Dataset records
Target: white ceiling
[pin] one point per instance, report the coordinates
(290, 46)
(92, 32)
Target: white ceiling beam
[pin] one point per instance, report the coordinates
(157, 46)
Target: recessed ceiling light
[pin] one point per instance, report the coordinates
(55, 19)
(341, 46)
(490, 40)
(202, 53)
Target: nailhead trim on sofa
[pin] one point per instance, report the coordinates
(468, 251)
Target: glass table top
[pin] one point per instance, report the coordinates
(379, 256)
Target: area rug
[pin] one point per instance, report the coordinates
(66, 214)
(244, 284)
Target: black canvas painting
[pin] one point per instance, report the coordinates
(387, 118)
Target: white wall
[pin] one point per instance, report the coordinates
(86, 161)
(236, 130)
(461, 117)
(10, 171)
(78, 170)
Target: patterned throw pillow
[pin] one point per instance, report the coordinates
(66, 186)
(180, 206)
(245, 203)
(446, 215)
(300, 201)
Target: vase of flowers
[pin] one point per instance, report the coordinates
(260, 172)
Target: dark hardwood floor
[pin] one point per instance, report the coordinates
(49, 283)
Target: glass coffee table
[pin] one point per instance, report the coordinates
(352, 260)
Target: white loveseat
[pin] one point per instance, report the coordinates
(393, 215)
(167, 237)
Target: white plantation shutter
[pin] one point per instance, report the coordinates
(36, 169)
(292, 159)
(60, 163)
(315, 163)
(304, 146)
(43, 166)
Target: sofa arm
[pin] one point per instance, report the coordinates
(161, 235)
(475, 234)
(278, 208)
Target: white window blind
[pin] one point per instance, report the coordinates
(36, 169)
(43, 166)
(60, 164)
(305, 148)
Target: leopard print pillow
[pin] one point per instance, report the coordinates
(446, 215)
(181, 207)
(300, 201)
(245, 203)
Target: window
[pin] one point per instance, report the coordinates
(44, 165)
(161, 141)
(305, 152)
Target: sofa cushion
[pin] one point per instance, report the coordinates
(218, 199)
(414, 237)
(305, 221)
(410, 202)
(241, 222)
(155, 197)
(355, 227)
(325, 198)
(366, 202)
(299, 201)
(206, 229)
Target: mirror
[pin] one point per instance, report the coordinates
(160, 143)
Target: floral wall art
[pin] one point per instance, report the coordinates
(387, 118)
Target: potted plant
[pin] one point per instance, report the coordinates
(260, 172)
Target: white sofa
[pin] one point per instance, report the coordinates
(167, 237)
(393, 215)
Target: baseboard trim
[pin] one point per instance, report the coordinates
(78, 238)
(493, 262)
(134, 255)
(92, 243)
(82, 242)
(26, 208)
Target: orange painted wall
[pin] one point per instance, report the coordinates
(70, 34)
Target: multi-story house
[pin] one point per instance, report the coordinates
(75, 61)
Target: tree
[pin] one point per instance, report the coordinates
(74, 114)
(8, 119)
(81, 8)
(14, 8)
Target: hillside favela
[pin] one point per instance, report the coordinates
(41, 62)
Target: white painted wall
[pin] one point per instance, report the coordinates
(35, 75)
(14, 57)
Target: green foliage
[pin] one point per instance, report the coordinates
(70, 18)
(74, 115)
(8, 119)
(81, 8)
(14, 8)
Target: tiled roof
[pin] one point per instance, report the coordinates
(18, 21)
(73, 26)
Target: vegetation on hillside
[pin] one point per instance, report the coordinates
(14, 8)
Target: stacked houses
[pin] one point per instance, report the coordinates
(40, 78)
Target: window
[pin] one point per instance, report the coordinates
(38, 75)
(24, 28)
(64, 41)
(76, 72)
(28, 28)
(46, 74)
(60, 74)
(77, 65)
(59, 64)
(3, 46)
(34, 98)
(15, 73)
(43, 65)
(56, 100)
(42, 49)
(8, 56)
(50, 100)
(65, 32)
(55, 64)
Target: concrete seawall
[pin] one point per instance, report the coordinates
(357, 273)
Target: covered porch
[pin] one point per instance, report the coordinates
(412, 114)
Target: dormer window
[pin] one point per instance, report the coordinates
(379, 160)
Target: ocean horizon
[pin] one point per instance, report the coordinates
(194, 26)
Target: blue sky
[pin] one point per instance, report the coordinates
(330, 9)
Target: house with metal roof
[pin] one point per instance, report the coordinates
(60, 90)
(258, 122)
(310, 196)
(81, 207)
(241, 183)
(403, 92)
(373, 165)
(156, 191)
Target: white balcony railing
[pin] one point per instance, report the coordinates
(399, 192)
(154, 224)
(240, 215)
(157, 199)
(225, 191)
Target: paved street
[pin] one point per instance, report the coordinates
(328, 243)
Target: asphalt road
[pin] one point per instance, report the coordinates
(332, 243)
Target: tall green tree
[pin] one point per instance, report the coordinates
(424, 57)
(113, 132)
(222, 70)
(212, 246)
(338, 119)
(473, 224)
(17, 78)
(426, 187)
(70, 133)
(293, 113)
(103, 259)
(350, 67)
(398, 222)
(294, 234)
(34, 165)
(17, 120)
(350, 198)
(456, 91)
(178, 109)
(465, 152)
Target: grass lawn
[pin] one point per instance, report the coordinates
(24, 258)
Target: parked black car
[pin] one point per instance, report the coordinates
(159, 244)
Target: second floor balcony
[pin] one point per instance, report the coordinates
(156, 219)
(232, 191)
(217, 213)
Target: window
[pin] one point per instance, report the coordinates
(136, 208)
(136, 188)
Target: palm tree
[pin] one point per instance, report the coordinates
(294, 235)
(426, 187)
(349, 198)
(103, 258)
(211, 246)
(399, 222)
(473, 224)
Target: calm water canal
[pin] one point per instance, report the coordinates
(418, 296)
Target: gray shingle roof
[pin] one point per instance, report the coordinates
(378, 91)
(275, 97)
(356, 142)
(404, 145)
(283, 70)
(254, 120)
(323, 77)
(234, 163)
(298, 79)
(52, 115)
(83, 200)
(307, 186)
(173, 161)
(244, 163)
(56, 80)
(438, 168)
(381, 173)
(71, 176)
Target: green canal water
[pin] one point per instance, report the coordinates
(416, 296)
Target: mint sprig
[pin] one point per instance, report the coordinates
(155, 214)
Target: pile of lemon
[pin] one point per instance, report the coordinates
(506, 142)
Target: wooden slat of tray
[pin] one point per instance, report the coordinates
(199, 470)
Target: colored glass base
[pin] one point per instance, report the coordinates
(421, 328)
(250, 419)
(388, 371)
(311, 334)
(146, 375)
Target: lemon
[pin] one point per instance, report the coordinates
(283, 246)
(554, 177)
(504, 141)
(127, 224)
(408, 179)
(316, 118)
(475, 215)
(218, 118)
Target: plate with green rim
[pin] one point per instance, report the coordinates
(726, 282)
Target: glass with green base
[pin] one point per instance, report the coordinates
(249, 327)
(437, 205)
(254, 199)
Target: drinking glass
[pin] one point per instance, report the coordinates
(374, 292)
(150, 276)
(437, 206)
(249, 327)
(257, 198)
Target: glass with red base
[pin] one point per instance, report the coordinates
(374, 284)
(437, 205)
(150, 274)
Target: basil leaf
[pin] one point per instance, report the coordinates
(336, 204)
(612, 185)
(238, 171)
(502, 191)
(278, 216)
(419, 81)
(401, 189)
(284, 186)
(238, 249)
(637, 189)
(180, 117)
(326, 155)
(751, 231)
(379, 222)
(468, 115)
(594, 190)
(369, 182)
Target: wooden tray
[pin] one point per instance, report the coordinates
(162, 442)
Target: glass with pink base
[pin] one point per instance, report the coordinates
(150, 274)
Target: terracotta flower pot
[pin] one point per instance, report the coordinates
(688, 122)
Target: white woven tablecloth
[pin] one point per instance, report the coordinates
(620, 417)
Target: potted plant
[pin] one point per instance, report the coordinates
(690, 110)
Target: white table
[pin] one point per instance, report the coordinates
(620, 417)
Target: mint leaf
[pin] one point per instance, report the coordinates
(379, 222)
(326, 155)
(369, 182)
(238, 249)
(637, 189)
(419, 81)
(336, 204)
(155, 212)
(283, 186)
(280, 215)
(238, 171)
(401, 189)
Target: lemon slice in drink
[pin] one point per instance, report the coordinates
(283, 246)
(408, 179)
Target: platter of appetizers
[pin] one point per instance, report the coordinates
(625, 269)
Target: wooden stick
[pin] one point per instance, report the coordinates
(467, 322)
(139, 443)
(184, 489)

### INSTRUCTION
Repeat only the lines from the one holding "Target: glass with red base" through the last line of the data.

### EXERCISE RESULT
Target: glass with red base
[pin] one point per instance, report the coordinates
(374, 284)
(437, 205)
(150, 274)
Target: basil leaf
[pin] one point per instance, report the coordinates
(336, 204)
(612, 185)
(238, 171)
(502, 191)
(278, 216)
(419, 81)
(401, 189)
(284, 186)
(238, 249)
(637, 189)
(180, 117)
(326, 155)
(751, 231)
(379, 222)
(468, 115)
(594, 190)
(369, 182)
Target: wooden tray
[pin] one point per instance, report the coordinates
(162, 442)
Target: glass with pink base
[pin] one point per instance, report the coordinates
(150, 274)
Target: terracotta flower pot
[pin] one point per instance, report the coordinates
(688, 122)
Target: white woven tablecloth
[pin] one point per instance, report the coordinates
(620, 417)
Target: potted plant
[pin] one point per instance, report the coordinates
(690, 110)
Target: white table
[pin] one point per instance, report the coordinates
(620, 417)
Target: mint leaf
[pin] one point per instance, report the coordinates
(379, 222)
(326, 155)
(369, 182)
(238, 249)
(637, 189)
(419, 81)
(336, 204)
(155, 212)
(283, 186)
(280, 215)
(238, 171)
(401, 189)
Target: lemon slice in drink
[pin] one point per instance, report the coordinates
(283, 246)
(408, 179)
Target: platter of appetizers
[pin] one point per instance, report the coordinates
(625, 269)
Target: wooden stick
[pin] one point per instance, report the coordinates
(467, 322)
(139, 443)
(184, 489)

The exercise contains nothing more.